**EXERCISE DETAILS**:
The full set of records needs to be retyped exactly.
[DATA LISTING]
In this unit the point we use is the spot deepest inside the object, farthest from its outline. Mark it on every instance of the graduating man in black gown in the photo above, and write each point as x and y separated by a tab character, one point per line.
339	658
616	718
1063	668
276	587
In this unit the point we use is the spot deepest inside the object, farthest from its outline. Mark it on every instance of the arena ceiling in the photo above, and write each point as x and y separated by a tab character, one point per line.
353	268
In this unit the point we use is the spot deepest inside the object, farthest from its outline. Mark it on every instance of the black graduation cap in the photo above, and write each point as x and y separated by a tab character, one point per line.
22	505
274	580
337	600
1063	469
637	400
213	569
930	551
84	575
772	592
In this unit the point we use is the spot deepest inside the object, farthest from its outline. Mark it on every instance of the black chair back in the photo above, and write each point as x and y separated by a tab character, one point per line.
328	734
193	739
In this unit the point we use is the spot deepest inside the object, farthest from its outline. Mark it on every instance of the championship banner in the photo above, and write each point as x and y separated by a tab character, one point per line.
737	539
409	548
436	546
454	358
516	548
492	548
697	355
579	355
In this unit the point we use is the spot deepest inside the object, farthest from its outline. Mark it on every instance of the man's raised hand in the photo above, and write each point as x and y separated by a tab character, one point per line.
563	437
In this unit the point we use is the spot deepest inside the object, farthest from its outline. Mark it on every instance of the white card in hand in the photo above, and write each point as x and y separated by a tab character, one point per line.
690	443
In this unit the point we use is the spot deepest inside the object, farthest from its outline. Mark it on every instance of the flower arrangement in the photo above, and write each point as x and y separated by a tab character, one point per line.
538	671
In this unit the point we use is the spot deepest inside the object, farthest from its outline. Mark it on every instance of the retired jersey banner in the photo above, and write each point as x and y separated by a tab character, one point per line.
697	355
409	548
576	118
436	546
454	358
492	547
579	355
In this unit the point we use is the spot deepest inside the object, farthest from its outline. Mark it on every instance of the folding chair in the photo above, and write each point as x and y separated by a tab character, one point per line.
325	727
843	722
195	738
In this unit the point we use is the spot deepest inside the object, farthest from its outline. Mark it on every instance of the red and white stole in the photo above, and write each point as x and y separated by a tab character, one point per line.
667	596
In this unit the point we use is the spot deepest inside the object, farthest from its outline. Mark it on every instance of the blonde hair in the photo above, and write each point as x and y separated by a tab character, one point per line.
[/DATA LISTING]
**EXERCISE RESPONSE**:
In this unit the point we use is the spot deepest inside the object, farthest from its outline. Mark it on every instance of the graduating man in black gown in the photo above, and write each point as x and y separated by a tab character, one point per line.
339	658
616	718
1063	668
276	587
In this unit the point we use is the spot deepest inside the object, farthest from its outline. Mark it on every instance of the arena ceiling in the photo above, and write each point as x and y separated by a tab character, one point per line.
353	268
In this unit the point we use is the spot deepest inside the object, farthest from its outline. Mark it on every instance of the black graduation cap in the photo above, and write each point as x and y separated by a tab character, one point per line.
22	505
274	580
337	600
1063	469
637	400
213	569
930	551
84	575
772	592
In this unit the point we use is the spot deepest inside the object, farthest from its outline. Mark it on every instance of the black chair back in the photo above, and write each point as x and y separated by a tab character, one point per line.
328	734
193	739
In this unit the point we use is the spot deepest inside the object, farthest from its outline. Mark it on every instance of the championship banner in the photo above, and write each point as x and y separated by a tab character, one point per line.
737	539
409	548
436	546
454	358
516	548
492	548
697	355
579	355
In this unit the point we use is the spot deepest inside the object, farthest from its outline. Mark it on every instance of the man's raised hand in the photo above, and write each point as x and y separated by a tab character, one point per line.
563	437
In this unit the point we use is the spot deepest inside the object, farthest from its outline. Mark it on every instance of the white card in hand in the photo above, and write each point as x and y separated by a tab character, one point per line.
690	443
In this unit the point we use is the spot deepest inside the object, farthest from its outline. Mark it on every instance of the flower arrangement in the photo above, and write each point as x and y separated by a tab character, one point per line.
538	671
In this unit the point we use is the spot deepest inside the object, farthest from its outline. Mark it on every instance of the retired jersey banner in the photo above, and write each point as x and y separated by a tab character, one point per line.
697	355
409	548
576	118
436	546
454	358
492	547
579	355
In this unit the point we use is the spot deepest inside the object, farthest from its outline. Mark it on every instance of the folding chair in the photo above, and write each point as x and y separated by a tab character, one point per line.
325	727
843	722
195	738
In this unit the point we use is the spot deepest inside the object, farthest from its outline. Mark it on every instance of the red and white stole in the photo above, and write each point as x and y separated by a tab character, one point per line.
667	596
In this unit the point we use is the spot deepest inside the object, farthest from its outline. Mark it on every instance of the blonde hair in the photo above, and write each point as x and y separated by a tab character, one point per line.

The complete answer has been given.